§ **Set exercise**:
In the passage below on racing and start-up culture, where does the market inefficiency in racing lie in the mid-2000s?

§ **Document extract**:
* START *

More geeks, more technologists, more entrepreneurs, more people thinking deeply and creatively about programming, experience design, usability, prediction markets, social networks, mashups, content distribution.
Racing needs a start-up culture.
I just finished reading “Moneyball,” by Michael Lewis, the surprisingly engrossing story of how the Oakland A’s used statistical data to build a winning team. Like a lot of other racing fans, I have an overlapping interest in baseball stats, and I find it fascinating to follow another sport also afflicted with a sclerotic power structure, dominated by people who believe they know everything about their fans and how to put on the show or market their data. The result, a collective failure of imagination leading to a management culture more interested in brand caretaking than innovation, opens up intriguing little niches, exploitable market inefficiencies. In the late-1990s in baseball, the inefficiency was in statistical analysis; in the mid-2000s in racing, the inefficiency is in technology, which no one has quite figured out yet.

* END *

§ **Data**:

* START *

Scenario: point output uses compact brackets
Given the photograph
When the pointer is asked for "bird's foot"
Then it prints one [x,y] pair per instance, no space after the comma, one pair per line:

* END *

§ **Written reply**:
It lies in technology, which no one has quite figured out yet.